• **TASK**: The required output is the line containing "Target: white wall" through the final line of the material below, printed exactly, with no other lines.

• **Object position labeling entries**:
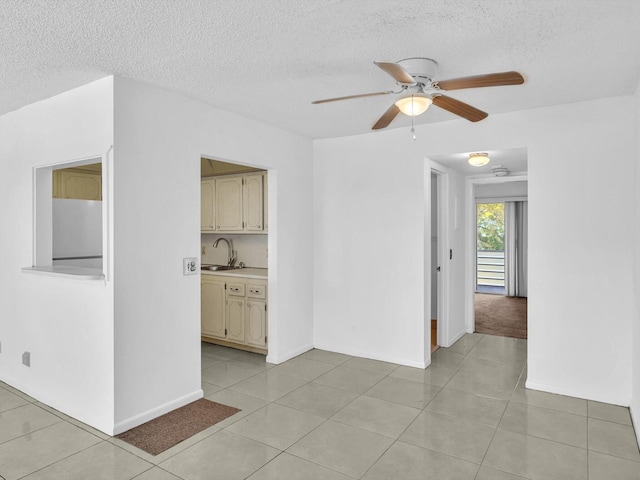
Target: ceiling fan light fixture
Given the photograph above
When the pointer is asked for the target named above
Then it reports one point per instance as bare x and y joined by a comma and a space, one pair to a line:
414, 104
478, 159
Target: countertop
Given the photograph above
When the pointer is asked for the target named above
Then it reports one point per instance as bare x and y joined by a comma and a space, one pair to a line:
258, 273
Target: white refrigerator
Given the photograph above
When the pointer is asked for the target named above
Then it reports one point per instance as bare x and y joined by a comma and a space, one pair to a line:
77, 232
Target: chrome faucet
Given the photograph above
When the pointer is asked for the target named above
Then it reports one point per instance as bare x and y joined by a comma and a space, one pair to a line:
232, 253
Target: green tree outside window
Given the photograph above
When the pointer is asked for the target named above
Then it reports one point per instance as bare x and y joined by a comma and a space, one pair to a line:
490, 226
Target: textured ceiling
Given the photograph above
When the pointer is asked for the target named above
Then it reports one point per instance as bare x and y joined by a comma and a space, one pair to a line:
268, 60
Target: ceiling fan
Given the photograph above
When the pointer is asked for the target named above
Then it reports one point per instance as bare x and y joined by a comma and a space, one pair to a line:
418, 90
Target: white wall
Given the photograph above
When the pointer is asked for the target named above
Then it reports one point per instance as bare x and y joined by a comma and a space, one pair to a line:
160, 138
67, 325
434, 246
251, 249
369, 255
635, 384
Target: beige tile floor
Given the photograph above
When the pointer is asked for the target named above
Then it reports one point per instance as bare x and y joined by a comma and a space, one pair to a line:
329, 416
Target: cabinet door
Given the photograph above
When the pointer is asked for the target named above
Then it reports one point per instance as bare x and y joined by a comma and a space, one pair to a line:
235, 319
78, 185
207, 210
253, 203
229, 204
213, 311
256, 323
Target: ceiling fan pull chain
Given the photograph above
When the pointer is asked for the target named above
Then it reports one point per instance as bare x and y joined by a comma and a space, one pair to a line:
413, 130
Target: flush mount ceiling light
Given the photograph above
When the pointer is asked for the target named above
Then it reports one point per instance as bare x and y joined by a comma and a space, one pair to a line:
478, 159
414, 104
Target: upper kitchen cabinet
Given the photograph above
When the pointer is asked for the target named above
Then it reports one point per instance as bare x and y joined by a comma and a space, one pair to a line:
207, 205
253, 203
234, 204
229, 204
80, 183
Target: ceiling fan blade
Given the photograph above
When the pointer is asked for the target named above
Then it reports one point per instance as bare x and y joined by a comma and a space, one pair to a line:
386, 117
351, 96
461, 109
397, 72
489, 80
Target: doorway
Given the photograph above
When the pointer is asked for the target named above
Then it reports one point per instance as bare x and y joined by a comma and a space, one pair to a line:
435, 263
438, 221
497, 255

• **REPLY**:
Target: white wall
Given the photograph above
When the pointer is asked for the target named above
Then it reports one point per instance as bare x and y joined by a comma and a space, one pair to a line:
160, 138
67, 325
434, 246
251, 249
369, 255
635, 384
Target: beige tile floor
Given the photograph above
When the pointer is asked for the target named above
Then it reports one point per instance as bare x and y joined by a comma and a space, one pair to a line:
329, 416
Target: cabinet door
Given the photograph above
When the pointer is asked for the target named above
Then it reports one point per instance as bare x and y joined by a comma and a space, one pair to a line:
235, 319
78, 185
207, 210
253, 203
229, 204
213, 311
256, 323
Target: ceiling fan pull chain
Given the photograph above
When the pointer is asked for the target named above
Then it reports one point per instance as bare x and y joined by a comma and a space, one pair to a line:
413, 130
Target: flush mount ceiling light
Given the photograph above
When the pointer is asked for the target named above
Then it reports one point per instance as bare x and y joined by a comma and a space, one pair to a line:
478, 159
414, 104
Target: upper kitchen cabinet
Given the photograph above
When the pointer is asked for the target named above
Then it reports one point per instance as bare x and y joined by a comma and a space, one pair to a line:
207, 205
253, 203
234, 204
229, 204
80, 183
Target: ceiling fan blade
Given the photograph above
When the pointer is asked for the target named above
Then it reports one point per instance as bare x and y joined by a comma and a space, one pair to a line:
386, 117
351, 96
461, 109
397, 72
489, 80
Target: doorway
Given the photograph above
When the pointer is asked for the target named above
Then it reports one point per instance as bare x and y joined by a comma and a space, one pair to a line:
435, 263
438, 221
497, 255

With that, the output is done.